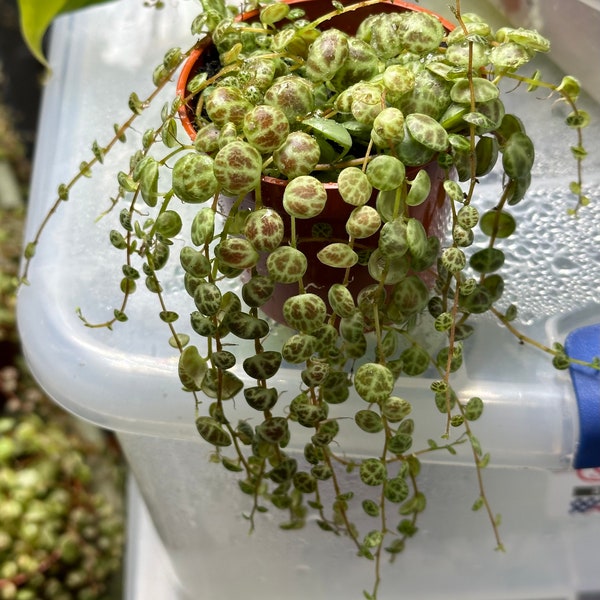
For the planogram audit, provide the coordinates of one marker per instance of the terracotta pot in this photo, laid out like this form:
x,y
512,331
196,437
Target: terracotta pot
x,y
320,277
════════
What is needed:
Rewrite the records above, changing "terracotta pot" to "clay pot" everywhere it occurs and keeping everything else the same. Leave out the pictures.

Written solution:
For the planogram audit, provide the coordinates of one marker per instance of the clay pot in this photo, laid out like this form:
x,y
512,331
196,437
Target: clay pot
x,y
320,277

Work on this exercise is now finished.